>> start Input records

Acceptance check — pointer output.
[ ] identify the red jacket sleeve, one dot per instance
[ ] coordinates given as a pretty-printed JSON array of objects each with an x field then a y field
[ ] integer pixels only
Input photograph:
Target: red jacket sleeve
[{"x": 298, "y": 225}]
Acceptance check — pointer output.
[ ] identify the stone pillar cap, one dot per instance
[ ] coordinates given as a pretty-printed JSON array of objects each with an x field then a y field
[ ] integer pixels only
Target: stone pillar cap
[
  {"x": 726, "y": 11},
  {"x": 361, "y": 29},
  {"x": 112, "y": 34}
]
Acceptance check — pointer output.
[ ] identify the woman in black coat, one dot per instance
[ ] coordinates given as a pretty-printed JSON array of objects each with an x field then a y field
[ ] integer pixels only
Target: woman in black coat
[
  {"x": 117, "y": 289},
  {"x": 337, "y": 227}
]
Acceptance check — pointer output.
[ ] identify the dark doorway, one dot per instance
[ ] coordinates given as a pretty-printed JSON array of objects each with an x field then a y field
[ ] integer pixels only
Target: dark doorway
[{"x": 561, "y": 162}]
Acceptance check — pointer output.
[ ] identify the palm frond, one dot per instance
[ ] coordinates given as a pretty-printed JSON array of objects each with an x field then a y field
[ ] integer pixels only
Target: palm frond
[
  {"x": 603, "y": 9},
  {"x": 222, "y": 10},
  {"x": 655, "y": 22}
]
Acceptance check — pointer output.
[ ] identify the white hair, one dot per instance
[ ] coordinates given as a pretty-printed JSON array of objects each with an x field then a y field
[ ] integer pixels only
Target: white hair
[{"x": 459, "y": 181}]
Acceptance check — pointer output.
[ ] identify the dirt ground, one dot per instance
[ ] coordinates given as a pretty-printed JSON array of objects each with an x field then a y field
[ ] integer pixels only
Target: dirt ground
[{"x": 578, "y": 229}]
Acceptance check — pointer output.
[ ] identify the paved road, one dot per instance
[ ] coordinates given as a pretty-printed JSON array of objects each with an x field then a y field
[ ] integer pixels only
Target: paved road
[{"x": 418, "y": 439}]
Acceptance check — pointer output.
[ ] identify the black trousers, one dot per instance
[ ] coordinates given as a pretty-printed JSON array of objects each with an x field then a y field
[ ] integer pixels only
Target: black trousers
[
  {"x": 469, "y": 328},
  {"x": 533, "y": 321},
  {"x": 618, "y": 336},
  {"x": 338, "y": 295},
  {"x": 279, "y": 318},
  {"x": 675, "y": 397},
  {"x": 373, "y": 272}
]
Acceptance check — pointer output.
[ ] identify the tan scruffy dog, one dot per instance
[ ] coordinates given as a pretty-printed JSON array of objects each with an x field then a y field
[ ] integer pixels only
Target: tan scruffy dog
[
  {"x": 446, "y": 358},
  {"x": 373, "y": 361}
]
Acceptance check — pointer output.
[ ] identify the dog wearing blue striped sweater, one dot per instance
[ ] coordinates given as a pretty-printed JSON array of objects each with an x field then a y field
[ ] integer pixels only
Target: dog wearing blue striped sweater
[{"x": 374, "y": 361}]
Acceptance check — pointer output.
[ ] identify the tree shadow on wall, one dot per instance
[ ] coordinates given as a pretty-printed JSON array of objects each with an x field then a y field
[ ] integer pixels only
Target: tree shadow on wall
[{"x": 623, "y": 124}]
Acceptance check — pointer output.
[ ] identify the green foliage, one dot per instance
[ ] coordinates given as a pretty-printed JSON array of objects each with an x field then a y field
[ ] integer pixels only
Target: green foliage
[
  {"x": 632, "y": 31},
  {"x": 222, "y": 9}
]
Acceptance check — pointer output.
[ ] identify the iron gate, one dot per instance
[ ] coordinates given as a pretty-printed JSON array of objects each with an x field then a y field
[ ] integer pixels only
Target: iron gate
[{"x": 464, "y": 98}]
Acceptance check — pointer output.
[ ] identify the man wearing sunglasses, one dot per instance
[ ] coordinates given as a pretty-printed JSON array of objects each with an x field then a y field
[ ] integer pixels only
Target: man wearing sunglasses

>> end Input records

Here, the records must be output exactly and in full.

## Response
Acceptance check — pointer output.
[ ] identify the red jacket sleeve, one dot per instance
[ ] coordinates given as a pretty-printed JSON array of objects each with an x field then a y field
[ ] integer pixels only
Input photograph:
Target: red jacket sleeve
[{"x": 298, "y": 225}]
Acceptance check — pointer output.
[ ] identify the stone pillar cap, one dot per instance
[ ] coordinates given as a pretty-printed JSON array of objects each with an x field then a y field
[ ] integer pixels only
Target: stone pillar cap
[
  {"x": 726, "y": 11},
  {"x": 361, "y": 29},
  {"x": 112, "y": 34}
]
Acceptance check — pointer output.
[ ] identify the woman in black coat, one dot per instance
[ ] coordinates given as a pretty-printed JSON array of objects each with an x field then a y field
[ ] integer pixels only
Target: woman in black coat
[
  {"x": 117, "y": 289},
  {"x": 337, "y": 227}
]
Acceptance check — pointer output.
[ ] identify the dark doorway, one dot per instance
[ ] coordinates given as a pretty-printed JSON array of objects each with an x field then a y field
[ ] integer pixels only
Target: dark doorway
[{"x": 561, "y": 162}]
Acceptance check — pointer output.
[ ] identify the palm frond, one dot per instance
[ ] coordinates given as a pretty-printed JSON array of objects each with an x field then a y field
[ ] integer pixels only
Target: palm frond
[
  {"x": 603, "y": 9},
  {"x": 222, "y": 10},
  {"x": 655, "y": 22}
]
Acceptance check — pointer output.
[ ] identify the white hair, one dot per instance
[ ] coordinates given as a pretty-printed JSON array of objects each with an x field then a y field
[ ] integer pixels only
Target: white hair
[{"x": 459, "y": 181}]
Acceptance check — pointer output.
[ ] identify the dirt ground, one dot per instance
[ ] coordinates given as a pretty-printed JSON array of objects each with an x field then a y field
[ ] integer pixels only
Target: dirt ground
[{"x": 578, "y": 229}]
Acceptance check — pointer output.
[ ] identify the paved road, one dot per instance
[ ] coordinates given as a pretty-printed JSON array of objects each with an x field then a y field
[ ] integer pixels only
Target: paved road
[{"x": 418, "y": 439}]
Acceptance check — pointer output.
[ ] identify the black trousers, one dot per instance
[ ] coordinates given as a pretty-printed JSON array of objects each with an x field then a y field
[ ] integer pixels only
Target: black trousers
[
  {"x": 469, "y": 328},
  {"x": 533, "y": 321},
  {"x": 618, "y": 336},
  {"x": 338, "y": 295},
  {"x": 279, "y": 318},
  {"x": 675, "y": 397},
  {"x": 373, "y": 272}
]
Acceptance check — pointer output.
[ ] identify the tan scruffy dog, one dot per instance
[ ] coordinates given as a pretty-printed JSON array of objects each with an x field then a y field
[ ] integer pixels only
Target: tan scruffy dog
[
  {"x": 446, "y": 358},
  {"x": 373, "y": 361}
]
Acceptance check — pointer output.
[ ] identify the dog wearing blue striped sweater, one dot per instance
[ ] coordinates given as a pretty-printed JSON array of objects each with an x field then a y field
[ ] integer pixels only
Target: dog wearing blue striped sweater
[{"x": 374, "y": 361}]
Acceptance check — pointer output.
[ ] identify the tree shadow on wall, one dot per instance
[ ] coordinates given as a pretty-printed JSON array of objects each with an x field then a y field
[ ] integer pixels only
Target: tree shadow on wall
[{"x": 623, "y": 124}]
Acceptance check — pointer output.
[ ] identify the green foliage, one dot per instance
[ ] coordinates given as a pretty-printed JSON array of objects each with an x field then a y field
[ ] integer pixels only
Target: green foliage
[
  {"x": 632, "y": 31},
  {"x": 222, "y": 9}
]
Acceptance check — pointer output.
[ ] identify the iron gate, one dot per instance
[ ] coordinates given as a pretty-printed JSON array of objects each with an x field then a y field
[ ] integer pixels only
Target: iron gate
[{"x": 464, "y": 98}]
Acceptance check — pointer output.
[ ] identify the man wearing sunglasses, one dot per instance
[ ] coordinates given as a pretty-printed JSON array of objects each with an x field then a y field
[ ] integer pixels only
Target: man wearing sunglasses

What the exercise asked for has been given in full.